■ Records for the task
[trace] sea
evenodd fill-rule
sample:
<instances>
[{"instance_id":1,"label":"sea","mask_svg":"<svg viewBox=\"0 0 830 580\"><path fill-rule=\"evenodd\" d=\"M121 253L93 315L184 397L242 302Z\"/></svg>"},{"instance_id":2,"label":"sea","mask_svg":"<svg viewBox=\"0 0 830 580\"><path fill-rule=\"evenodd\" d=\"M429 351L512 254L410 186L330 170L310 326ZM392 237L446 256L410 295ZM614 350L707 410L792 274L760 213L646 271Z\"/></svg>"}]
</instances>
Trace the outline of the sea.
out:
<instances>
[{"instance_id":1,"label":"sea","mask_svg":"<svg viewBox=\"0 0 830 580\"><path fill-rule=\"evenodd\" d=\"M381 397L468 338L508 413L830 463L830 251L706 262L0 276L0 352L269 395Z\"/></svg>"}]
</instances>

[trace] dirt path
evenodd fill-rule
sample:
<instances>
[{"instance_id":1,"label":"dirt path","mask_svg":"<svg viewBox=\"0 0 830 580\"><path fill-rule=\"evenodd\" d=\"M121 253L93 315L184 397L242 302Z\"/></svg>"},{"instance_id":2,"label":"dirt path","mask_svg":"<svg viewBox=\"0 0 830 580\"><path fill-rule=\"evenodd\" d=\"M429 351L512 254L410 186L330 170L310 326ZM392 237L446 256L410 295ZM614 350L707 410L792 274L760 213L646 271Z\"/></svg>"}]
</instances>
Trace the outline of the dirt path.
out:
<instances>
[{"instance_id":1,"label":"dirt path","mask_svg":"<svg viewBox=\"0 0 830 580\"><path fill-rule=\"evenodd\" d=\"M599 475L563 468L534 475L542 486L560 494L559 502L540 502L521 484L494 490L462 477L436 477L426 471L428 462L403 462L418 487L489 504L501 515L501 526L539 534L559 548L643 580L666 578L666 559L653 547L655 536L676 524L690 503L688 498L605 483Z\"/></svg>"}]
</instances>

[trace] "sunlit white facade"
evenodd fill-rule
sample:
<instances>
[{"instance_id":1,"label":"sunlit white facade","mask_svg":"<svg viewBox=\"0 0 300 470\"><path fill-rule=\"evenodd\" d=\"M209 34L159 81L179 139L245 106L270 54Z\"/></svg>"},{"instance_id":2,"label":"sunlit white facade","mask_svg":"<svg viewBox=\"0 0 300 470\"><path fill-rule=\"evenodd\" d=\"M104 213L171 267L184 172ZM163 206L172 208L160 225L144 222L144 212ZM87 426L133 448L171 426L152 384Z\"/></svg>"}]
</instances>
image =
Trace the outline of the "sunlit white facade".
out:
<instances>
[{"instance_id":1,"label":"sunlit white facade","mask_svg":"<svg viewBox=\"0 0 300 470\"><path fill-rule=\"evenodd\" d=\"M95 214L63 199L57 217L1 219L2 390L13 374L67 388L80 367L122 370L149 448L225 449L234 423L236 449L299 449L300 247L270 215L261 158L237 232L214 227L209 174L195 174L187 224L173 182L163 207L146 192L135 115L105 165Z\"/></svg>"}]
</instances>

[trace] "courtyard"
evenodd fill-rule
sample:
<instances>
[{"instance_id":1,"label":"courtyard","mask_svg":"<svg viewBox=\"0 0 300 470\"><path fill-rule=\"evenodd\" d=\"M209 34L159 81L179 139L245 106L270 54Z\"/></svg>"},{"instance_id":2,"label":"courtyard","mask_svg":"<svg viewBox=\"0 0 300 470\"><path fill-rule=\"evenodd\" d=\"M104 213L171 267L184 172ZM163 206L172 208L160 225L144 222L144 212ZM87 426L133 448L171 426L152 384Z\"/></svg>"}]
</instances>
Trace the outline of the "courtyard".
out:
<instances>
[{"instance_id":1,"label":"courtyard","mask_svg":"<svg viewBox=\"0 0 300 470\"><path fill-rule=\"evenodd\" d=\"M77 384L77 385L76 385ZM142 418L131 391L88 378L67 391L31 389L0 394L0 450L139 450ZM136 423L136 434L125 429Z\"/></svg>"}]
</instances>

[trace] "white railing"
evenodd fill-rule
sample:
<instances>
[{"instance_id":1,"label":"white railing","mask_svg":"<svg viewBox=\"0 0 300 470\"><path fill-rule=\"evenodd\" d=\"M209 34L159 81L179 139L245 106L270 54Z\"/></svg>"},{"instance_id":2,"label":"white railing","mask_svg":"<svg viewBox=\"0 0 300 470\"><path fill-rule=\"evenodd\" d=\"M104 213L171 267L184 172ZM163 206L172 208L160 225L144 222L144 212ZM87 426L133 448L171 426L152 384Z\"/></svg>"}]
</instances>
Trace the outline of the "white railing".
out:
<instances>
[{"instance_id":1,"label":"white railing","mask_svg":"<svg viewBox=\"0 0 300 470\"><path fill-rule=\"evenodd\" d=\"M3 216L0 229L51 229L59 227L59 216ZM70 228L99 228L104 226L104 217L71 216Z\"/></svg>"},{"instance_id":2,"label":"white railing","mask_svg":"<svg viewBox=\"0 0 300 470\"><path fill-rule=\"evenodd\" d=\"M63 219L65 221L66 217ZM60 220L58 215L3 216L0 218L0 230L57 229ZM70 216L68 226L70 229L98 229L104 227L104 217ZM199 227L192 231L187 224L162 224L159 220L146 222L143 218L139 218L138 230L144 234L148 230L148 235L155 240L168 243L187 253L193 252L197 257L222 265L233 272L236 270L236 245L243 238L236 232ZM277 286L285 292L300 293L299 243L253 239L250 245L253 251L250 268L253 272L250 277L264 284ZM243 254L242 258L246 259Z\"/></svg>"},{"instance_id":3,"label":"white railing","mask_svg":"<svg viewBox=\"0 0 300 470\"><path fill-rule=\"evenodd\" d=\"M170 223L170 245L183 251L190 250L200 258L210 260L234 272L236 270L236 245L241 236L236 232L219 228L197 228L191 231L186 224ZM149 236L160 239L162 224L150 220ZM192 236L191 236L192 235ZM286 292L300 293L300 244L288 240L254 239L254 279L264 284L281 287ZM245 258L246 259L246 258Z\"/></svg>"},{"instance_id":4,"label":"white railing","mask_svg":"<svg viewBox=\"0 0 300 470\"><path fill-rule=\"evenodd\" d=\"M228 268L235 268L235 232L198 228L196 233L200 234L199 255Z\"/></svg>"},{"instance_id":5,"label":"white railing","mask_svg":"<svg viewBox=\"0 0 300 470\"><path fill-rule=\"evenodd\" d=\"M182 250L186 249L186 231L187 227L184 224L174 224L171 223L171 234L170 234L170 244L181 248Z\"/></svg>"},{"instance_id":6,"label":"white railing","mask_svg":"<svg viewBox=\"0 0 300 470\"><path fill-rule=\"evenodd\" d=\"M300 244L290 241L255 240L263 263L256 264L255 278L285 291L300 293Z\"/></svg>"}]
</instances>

■ Task description
Retype all of the entries. Keep each one exactly as written.

■ Expected answer
[trace] sea
evenodd fill-rule
sample:
<instances>
[{"instance_id":1,"label":"sea","mask_svg":"<svg viewBox=\"0 0 830 580\"><path fill-rule=\"evenodd\" d=\"M121 253L93 315L184 397L242 302Z\"/></svg>"},{"instance_id":2,"label":"sea","mask_svg":"<svg viewBox=\"0 0 830 580\"><path fill-rule=\"evenodd\" d=\"M429 351L512 254L410 186L330 170L310 326ZM392 237L446 256L410 295ZM614 350L707 410L792 274L760 213L646 271Z\"/></svg>"}]
</instances>
Trace the outline of the sea.
out:
<instances>
[{"instance_id":1,"label":"sea","mask_svg":"<svg viewBox=\"0 0 830 580\"><path fill-rule=\"evenodd\" d=\"M381 397L468 338L508 413L830 463L830 251L706 262L0 276L0 352L269 395Z\"/></svg>"}]
</instances>

[trace] dirt path
evenodd fill-rule
sample:
<instances>
[{"instance_id":1,"label":"dirt path","mask_svg":"<svg viewBox=\"0 0 830 580\"><path fill-rule=\"evenodd\" d=\"M121 253L93 315L184 397L242 302Z\"/></svg>"},{"instance_id":2,"label":"dirt path","mask_svg":"<svg viewBox=\"0 0 830 580\"><path fill-rule=\"evenodd\" d=\"M429 351L512 254L410 186L330 170L310 326ZM392 237L446 256L410 295ZM614 350L707 410L792 274L760 213L646 271Z\"/></svg>"}]
</instances>
Trace the outline of the dirt path.
out:
<instances>
[{"instance_id":1,"label":"dirt path","mask_svg":"<svg viewBox=\"0 0 830 580\"><path fill-rule=\"evenodd\" d=\"M599 475L563 468L534 475L542 486L560 494L559 502L540 502L521 484L494 490L462 477L436 477L426 471L428 462L403 462L418 487L489 504L501 515L501 526L539 534L559 548L643 580L666 578L666 559L653 547L655 536L676 524L690 503L688 498L605 483Z\"/></svg>"}]
</instances>

[trace] "sunlit white facade"
evenodd fill-rule
sample:
<instances>
[{"instance_id":1,"label":"sunlit white facade","mask_svg":"<svg viewBox=\"0 0 300 470\"><path fill-rule=\"evenodd\" d=\"M209 34L159 81L179 139L245 106L270 54Z\"/></svg>"},{"instance_id":2,"label":"sunlit white facade","mask_svg":"<svg viewBox=\"0 0 300 470\"><path fill-rule=\"evenodd\" d=\"M104 213L171 267L184 172ZM163 206L172 208L160 225L144 222L144 212ZM87 426L133 448L171 426L152 384Z\"/></svg>"}]
</instances>
image =
Trace the outline of the "sunlit white facade".
out:
<instances>
[{"instance_id":1,"label":"sunlit white facade","mask_svg":"<svg viewBox=\"0 0 300 470\"><path fill-rule=\"evenodd\" d=\"M95 214L63 199L57 217L1 219L2 390L13 374L67 388L80 367L122 370L149 448L225 449L234 423L236 449L299 449L300 247L270 215L261 158L237 232L214 227L209 174L195 174L187 224L173 182L163 207L146 192L135 115L105 165Z\"/></svg>"}]
</instances>

[trace] "courtyard"
evenodd fill-rule
sample:
<instances>
[{"instance_id":1,"label":"courtyard","mask_svg":"<svg viewBox=\"0 0 300 470\"><path fill-rule=\"evenodd\" d=\"M209 34L159 81L179 139L245 106L270 54Z\"/></svg>"},{"instance_id":2,"label":"courtyard","mask_svg":"<svg viewBox=\"0 0 300 470\"><path fill-rule=\"evenodd\" d=\"M104 213L171 267L184 172ZM163 206L172 208L160 225L144 222L144 212ZM87 426L133 448L171 426L152 384Z\"/></svg>"}]
</instances>
Trace the outline of the "courtyard".
out:
<instances>
[{"instance_id":1,"label":"courtyard","mask_svg":"<svg viewBox=\"0 0 300 470\"><path fill-rule=\"evenodd\" d=\"M77 384L77 385L76 385ZM142 418L131 391L88 378L67 391L31 389L0 394L0 450L139 450ZM136 423L136 434L125 429Z\"/></svg>"}]
</instances>

[trace] "white railing"
evenodd fill-rule
sample:
<instances>
[{"instance_id":1,"label":"white railing","mask_svg":"<svg viewBox=\"0 0 300 470\"><path fill-rule=\"evenodd\" d=\"M209 34L159 81L179 139L245 106L270 54Z\"/></svg>"},{"instance_id":2,"label":"white railing","mask_svg":"<svg viewBox=\"0 0 300 470\"><path fill-rule=\"evenodd\" d=\"M104 213L171 267L184 172ZM163 206L172 208L160 225L144 222L144 212ZM87 426L133 448L171 426L152 384Z\"/></svg>"}]
</instances>
Trace the outline of the "white railing".
out:
<instances>
[{"instance_id":1,"label":"white railing","mask_svg":"<svg viewBox=\"0 0 300 470\"><path fill-rule=\"evenodd\" d=\"M3 216L0 229L51 229L59 227L59 216ZM70 228L99 228L104 226L104 217L71 216Z\"/></svg>"},{"instance_id":2,"label":"white railing","mask_svg":"<svg viewBox=\"0 0 300 470\"><path fill-rule=\"evenodd\" d=\"M63 219L65 221L66 217ZM60 220L58 215L3 216L0 218L0 230L57 229ZM70 216L68 226L70 229L98 229L104 227L104 217ZM199 227L192 231L187 224L162 224L159 220L146 222L143 218L139 218L138 230L144 234L148 230L148 235L155 240L168 243L187 253L193 252L197 257L222 265L233 272L236 270L236 245L243 238L236 232ZM277 286L285 292L300 293L299 243L253 239L250 245L253 251L250 268L253 272L250 277L264 284ZM243 254L242 258L246 259Z\"/></svg>"},{"instance_id":3,"label":"white railing","mask_svg":"<svg viewBox=\"0 0 300 470\"><path fill-rule=\"evenodd\" d=\"M170 223L170 245L183 251L190 250L200 258L210 260L234 272L236 270L236 245L241 236L236 232L219 228L197 228L191 231L186 224ZM149 236L160 239L162 224L150 220ZM192 236L191 236L192 235ZM286 292L300 293L300 244L288 240L254 239L254 279L264 284L281 287ZM245 258L246 259L246 258Z\"/></svg>"},{"instance_id":4,"label":"white railing","mask_svg":"<svg viewBox=\"0 0 300 470\"><path fill-rule=\"evenodd\" d=\"M228 268L235 268L235 232L198 228L196 233L200 234L199 255Z\"/></svg>"},{"instance_id":5,"label":"white railing","mask_svg":"<svg viewBox=\"0 0 300 470\"><path fill-rule=\"evenodd\" d=\"M182 250L186 249L186 231L187 227L184 224L174 224L171 223L171 234L170 234L170 244L181 248Z\"/></svg>"},{"instance_id":6,"label":"white railing","mask_svg":"<svg viewBox=\"0 0 300 470\"><path fill-rule=\"evenodd\" d=\"M300 244L290 241L255 240L263 263L256 264L255 278L285 291L300 293Z\"/></svg>"}]
</instances>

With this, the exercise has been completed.